Top of Material for this exercise
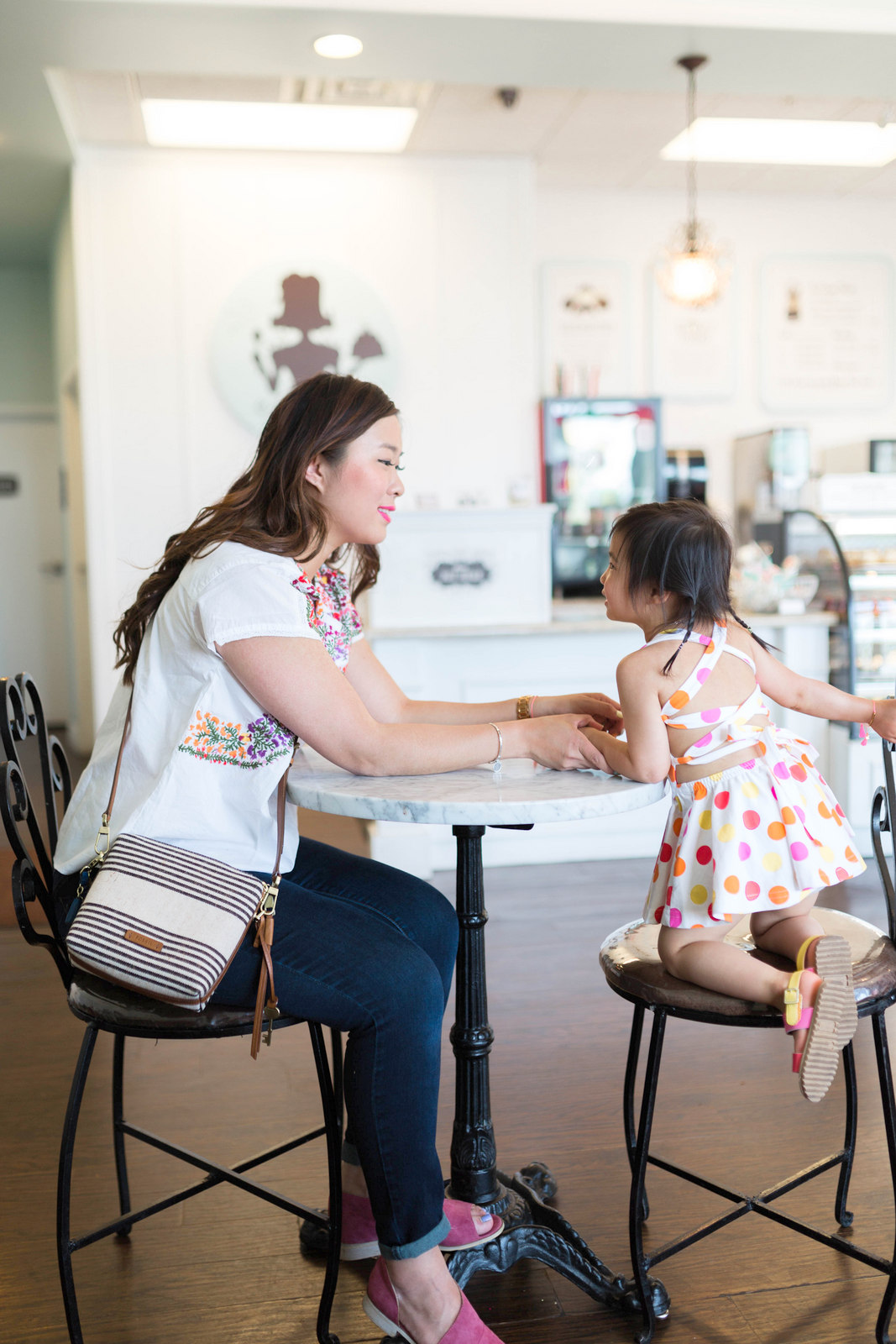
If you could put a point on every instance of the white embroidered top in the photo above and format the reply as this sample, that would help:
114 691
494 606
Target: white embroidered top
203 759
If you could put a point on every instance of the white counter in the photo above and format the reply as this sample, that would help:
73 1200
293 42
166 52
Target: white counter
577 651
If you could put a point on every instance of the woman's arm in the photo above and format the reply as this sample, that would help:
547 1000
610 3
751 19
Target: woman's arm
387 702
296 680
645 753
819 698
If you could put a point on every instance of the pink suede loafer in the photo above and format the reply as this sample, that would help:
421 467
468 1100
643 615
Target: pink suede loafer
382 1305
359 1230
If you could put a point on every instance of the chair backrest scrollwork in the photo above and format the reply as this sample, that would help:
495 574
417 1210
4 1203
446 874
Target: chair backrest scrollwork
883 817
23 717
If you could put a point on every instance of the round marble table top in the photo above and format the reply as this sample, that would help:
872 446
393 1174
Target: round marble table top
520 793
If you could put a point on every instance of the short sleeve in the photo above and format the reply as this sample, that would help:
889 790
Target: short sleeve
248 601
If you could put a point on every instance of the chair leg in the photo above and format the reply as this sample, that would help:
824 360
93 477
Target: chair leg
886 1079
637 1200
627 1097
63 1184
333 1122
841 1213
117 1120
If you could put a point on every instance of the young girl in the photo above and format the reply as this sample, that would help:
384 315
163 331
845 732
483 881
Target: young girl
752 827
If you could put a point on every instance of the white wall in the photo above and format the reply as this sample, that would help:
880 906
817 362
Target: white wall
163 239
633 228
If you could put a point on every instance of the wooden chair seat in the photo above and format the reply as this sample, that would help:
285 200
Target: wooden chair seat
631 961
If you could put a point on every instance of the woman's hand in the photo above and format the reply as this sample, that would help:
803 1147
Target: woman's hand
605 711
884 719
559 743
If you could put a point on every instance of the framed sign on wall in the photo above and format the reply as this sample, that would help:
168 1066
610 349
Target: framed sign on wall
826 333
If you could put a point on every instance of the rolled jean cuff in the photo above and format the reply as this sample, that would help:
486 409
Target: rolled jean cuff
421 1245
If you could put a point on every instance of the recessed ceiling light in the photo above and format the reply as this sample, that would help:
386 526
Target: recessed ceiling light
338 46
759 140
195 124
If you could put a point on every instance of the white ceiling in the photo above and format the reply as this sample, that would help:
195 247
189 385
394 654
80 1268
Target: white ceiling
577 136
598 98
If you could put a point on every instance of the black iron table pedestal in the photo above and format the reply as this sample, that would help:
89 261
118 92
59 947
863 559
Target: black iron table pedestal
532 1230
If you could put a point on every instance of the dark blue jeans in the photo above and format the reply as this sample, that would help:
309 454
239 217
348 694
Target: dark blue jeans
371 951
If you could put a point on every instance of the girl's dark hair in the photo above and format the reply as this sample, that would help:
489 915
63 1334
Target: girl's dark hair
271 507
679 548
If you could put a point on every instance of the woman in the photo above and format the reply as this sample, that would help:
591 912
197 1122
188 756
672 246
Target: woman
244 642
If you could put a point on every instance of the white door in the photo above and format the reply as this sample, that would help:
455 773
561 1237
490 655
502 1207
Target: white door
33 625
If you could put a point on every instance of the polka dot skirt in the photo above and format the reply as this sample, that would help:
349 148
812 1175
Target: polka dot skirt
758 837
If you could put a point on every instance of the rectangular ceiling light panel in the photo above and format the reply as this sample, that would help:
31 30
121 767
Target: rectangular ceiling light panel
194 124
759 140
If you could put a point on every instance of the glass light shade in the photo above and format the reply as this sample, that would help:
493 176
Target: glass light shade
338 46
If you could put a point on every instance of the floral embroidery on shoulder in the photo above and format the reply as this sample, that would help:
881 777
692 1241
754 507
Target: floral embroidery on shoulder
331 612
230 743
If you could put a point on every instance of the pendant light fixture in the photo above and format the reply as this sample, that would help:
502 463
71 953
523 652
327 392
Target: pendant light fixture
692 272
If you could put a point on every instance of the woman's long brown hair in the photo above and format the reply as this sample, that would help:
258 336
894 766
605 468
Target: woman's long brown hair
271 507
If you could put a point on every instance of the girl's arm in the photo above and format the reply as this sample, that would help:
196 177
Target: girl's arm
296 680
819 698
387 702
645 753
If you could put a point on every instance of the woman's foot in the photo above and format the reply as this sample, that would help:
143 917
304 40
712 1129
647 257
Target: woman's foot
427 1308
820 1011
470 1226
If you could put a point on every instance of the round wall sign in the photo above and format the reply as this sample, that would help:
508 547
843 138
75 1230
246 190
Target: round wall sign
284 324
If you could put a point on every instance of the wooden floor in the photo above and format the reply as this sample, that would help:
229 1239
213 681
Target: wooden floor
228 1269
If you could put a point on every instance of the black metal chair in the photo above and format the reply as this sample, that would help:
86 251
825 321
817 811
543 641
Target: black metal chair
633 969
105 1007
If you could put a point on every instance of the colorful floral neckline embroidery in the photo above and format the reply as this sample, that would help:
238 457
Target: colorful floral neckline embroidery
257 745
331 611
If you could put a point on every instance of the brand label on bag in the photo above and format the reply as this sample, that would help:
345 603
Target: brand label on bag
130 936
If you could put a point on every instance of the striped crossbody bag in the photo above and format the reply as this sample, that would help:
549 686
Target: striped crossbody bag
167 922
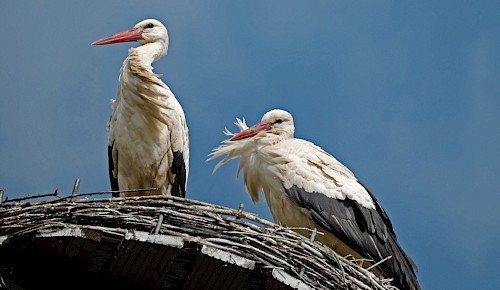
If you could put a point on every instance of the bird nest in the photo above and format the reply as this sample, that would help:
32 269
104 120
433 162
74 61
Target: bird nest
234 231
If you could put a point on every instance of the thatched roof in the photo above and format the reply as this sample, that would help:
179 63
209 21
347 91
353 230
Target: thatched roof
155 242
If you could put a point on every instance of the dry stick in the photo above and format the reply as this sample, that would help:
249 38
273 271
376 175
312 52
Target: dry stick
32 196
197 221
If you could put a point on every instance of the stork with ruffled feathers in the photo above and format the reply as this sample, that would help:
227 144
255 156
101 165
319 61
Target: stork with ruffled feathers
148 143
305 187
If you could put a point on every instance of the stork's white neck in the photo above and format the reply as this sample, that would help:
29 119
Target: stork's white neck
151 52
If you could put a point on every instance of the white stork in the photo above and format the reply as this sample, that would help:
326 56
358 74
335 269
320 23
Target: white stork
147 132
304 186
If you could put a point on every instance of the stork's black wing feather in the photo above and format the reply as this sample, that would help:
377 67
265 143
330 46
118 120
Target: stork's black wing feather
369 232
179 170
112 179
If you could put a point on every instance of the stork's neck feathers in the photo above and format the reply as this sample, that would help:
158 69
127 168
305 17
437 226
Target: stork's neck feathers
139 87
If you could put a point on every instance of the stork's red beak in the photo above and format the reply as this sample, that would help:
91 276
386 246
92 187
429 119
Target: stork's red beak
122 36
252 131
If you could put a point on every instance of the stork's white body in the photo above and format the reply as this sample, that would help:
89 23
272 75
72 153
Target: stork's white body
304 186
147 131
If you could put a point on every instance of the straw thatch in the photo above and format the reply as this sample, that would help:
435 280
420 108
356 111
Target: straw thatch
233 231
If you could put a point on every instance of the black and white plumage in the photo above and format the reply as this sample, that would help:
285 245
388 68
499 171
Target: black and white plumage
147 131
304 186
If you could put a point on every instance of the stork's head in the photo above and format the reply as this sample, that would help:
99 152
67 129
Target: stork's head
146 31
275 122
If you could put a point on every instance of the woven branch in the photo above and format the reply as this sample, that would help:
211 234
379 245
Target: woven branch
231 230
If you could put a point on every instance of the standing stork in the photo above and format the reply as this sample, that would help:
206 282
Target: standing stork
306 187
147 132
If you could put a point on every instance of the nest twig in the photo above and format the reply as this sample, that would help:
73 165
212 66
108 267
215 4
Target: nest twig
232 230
Bottom of Material for this exercise
Work request:
What you return should be all of the material above, exactly, and none of its pictures.

Answer for the task:
If you could put a point on every instance of the white embroidered top in the photo above and format the reply as this sample, that would help:
114 691
494 606
Target: white embroidered top
203 759
If you could put a point on every instance of the white counter in the photo above and format the reply as this sample, that would help:
73 1200
293 42
166 52
Target: white counter
577 651
If you could put a point on every instance of the woman's arm in the photo above and format the reply as this sample, that would help:
547 1000
610 3
751 19
Target: woman's arm
387 702
296 680
645 753
819 698
If you could put a point on every instance of the pink suede loafer in the photo above and format the reply as this sample, that would help:
421 467
468 1100
643 615
Target: pink suede loafer
382 1305
359 1230
If you could put a point on every instance of the chair backrest scrollwork in the photo above and format the reply as this sample, that would help:
495 574
417 1210
4 1203
446 874
Target: chair backrest scrollwork
883 817
23 717
If you could put a point on every instance of the round marble table top in the photo above and format the reply as this sample, that would help:
872 446
393 1174
Target: round marble table top
520 793
If you could put a point on every instance of the short sleeve in the photo above and format the reply as this sample, that would help:
889 790
Target: short sleeve
248 601
If you could put a point on every instance of the chair leg in the photo above and format the reply as this sample, that would help:
824 360
93 477
Target: chair leg
886 1079
637 1200
627 1097
63 1184
333 1122
841 1213
117 1120
If you could put a point on every instance of the young girl in the photo above and format the reply as this sample, that would help:
384 315
163 331
845 732
483 881
Target: young girl
752 827
If you could put a point on every instance of the white wall in the photo above and format the reply as this sample, that would help:
880 906
817 362
Target: white wall
163 239
633 228
If you could put a point on every instance of the wooden chair seat in the photo above and format the reply as this sample, that would help:
285 200
Target: wooden chair seat
631 961
If you could put a point on every instance of the woman's hand in the photo above and format the reply as this sample, that would help:
803 1147
Target: woman's hand
605 711
884 719
559 743
If you could put a point on every instance of the framed sign on wall in the photo above and format the reply as this sample, that would help:
168 1066
610 349
Target: framed sign on wall
826 333
If you could put a point on every instance of the rolled jean cuff in the photo above and format the reply as this sample, that would help:
486 409
Target: rolled jean cuff
421 1245
If you could put a point on every instance of the recessed ceiling light in the photo above and format the reply as this sample, that would help:
386 526
Target: recessed ceiling light
338 46
759 140
195 124
If you could put a point on every instance of the white ceiling in the photo above and format the reply as this sample, that would help:
195 247
189 385
394 654
80 1268
Target: white ceiling
577 136
598 98
If you could put a point on every instance of the black iron table pedestal in the photo above and format the reply as this sample, that would help:
89 261
118 92
59 947
863 559
Target: black iron table pedestal
532 1230
If you could put a point on every instance of the dark blue jeans in the photo above and format the reply as this sample, that would help:
309 454
239 217
348 694
Target: dark blue jeans
371 951
If you could put a point on every instance of the girl's dark hair in the photo above and format the reply as this sample, that would help:
489 915
63 1334
Target: girl's dark hair
271 507
679 548
If you could put a point on every instance of the woman in the photo above and format the reply as this sample, that would help:
591 912
197 1122
188 756
672 246
Target: woman
244 642
If you could put a point on every instance of the white door in the photo above and format the reply as this sample, that would help:
455 773
561 1237
490 655
502 1207
Target: white door
33 625
If you could put a point on every instance of the polka dot skirt in the photo above and format the reply as this sample, that would help:
349 148
812 1175
Target: polka dot skirt
758 837
If you could put a point on every instance of the rectangular ceiling light panel in the photo above and format the reply as this sample, that would help:
31 30
121 767
Target: rectangular ceiling light panel
194 124
759 140
If you could put a point on every instance of the glass light shade in the photo above and format the reply as this sample, that would help:
493 176
Target: glass light shade
338 46
If you could put a point on every instance of the floral embroidery on shoulder in the photo above and format the reply as this sample, that would help:
881 777
692 1241
754 507
Target: floral embroidery on shoulder
331 612
230 743
If you could put a point on every instance of the pendant light fixture in the photo above and format the reply as this sample, that would help:
502 463
71 953
523 652
327 392
Target: pendant light fixture
692 272
If you could put a point on every instance of the woman's long brown hair in the photo above and format the reply as this sample, that would help:
258 336
894 766
605 468
Target: woman's long brown hair
271 507
If you could put a point on every instance of the girl's arm in the photo above and format the reply as this sample, that would help:
196 177
Target: girl's arm
296 680
819 698
387 702
645 753
If you could put a point on every instance of the woman's foot in the photo above and format the reply as this sample, that would help:
143 917
304 40
712 1129
647 257
Target: woman's foot
427 1308
820 1011
470 1226
If you could put a point on every instance of the round wall sign in the photo above and format the reply as this sample, that would help:
508 547
843 138
75 1230
246 190
Target: round wall sign
284 324
If you could put a point on every instance of the wooden floor in the photo above and format the reply as this sample, that would help:
229 1239
213 681
Target: wooden floor
228 1269
If you could put a point on every instance of the black metal chair in the photo above and format the reply as this sample, that would help:
86 251
825 321
817 811
543 641
Target: black metal chair
633 969
105 1007
If you could put a point on every instance of the colorful floral neckline embroidery in the photo above and format the reply as this sample, that would help:
238 457
Target: colorful floral neckline embroidery
257 745
331 611
If you could put a point on every instance of the brand label on bag in the photo above and format the reply as this sample, that would help:
345 603
Target: brand label on bag
130 936
If you could put a point on every instance of the striped crossbody bag in the photo above and format the reply as this sample, that would help:
549 686
Target: striped crossbody bag
167 922
If you could put a point on every instance of the bird nest in the photo above and format the reply as this sample, that would help:
32 269
104 120
433 162
74 61
Target: bird nest
234 231
If you could put a point on every instance of the thatched roof in the photo above and format the reply as this sample, that would help:
179 63
209 21
347 91
353 230
Target: thatched roof
155 242
If you could put a point on every instance of the dry stick in the photo above and format the reply as this sample, that would help:
249 38
273 271
376 175
312 52
Target: dry stick
32 196
197 221
If you could put a point on every instance of the stork with ruffled feathers in the photo above and format the reply as this sample, that would help:
227 144
255 156
101 165
319 61
Target: stork with ruffled feathers
148 143
305 187
If you could put a point on every instance of the stork's white neck in the photo above and format the reply as this sample, that would help:
29 119
Target: stork's white neck
151 52
If you could put a point on every instance of the white stork in the photo above and format the reply as this sample, that would help:
326 56
358 74
335 269
320 23
Target: white stork
147 132
304 186
If you could put a point on every instance of the stork's black wing feather in the photo above and format the reply as this sample, that would help:
377 67
265 143
330 46
118 120
Target: stork's black wing feather
369 232
179 170
112 179
If you could put a point on every instance of the stork's neck feathers in the photo above and format the reply as this sample, that would help:
158 69
127 168
305 17
437 226
Target: stork's neck feathers
139 87
If you could put a point on every instance of the stork's red beak in the photo above and format the reply as this sample, that would help:
91 276
386 246
92 187
429 119
Target: stork's red beak
122 36
252 131
If you could put a point on every instance of the stork's white body in the photo above and format the reply as this sample, that would help:
89 23
272 75
72 153
Target: stork's white body
304 186
147 131
If you could put a point on every instance of the straw thatch in the photo above and format the reply as this sample, that would help:
435 280
420 108
356 111
Target: straw thatch
233 231
If you could put a point on every instance of the black and white plumage in the photo above and format the reply as this sample, that would help:
285 245
388 68
499 171
Target: black and white plumage
147 131
304 186
If you could put a point on every instance of the stork's head in the photo above and format the reply as this sample, that would help:
99 152
67 129
Target: stork's head
146 31
275 122
If you could put a point on every instance of the woven branch in the photo above and format the reply as this sample, that would help:
211 234
379 245
Target: woven branch
231 230
If you could put a point on every instance of the standing stork in the photo above and format the reply as this sample, that would help:
206 282
Target: standing stork
306 187
147 132
If you could put a point on every instance of the nest twig in the photo above and format the reply as this sample, that would help:
73 165
212 66
108 267
215 4
Target: nest twig
232 230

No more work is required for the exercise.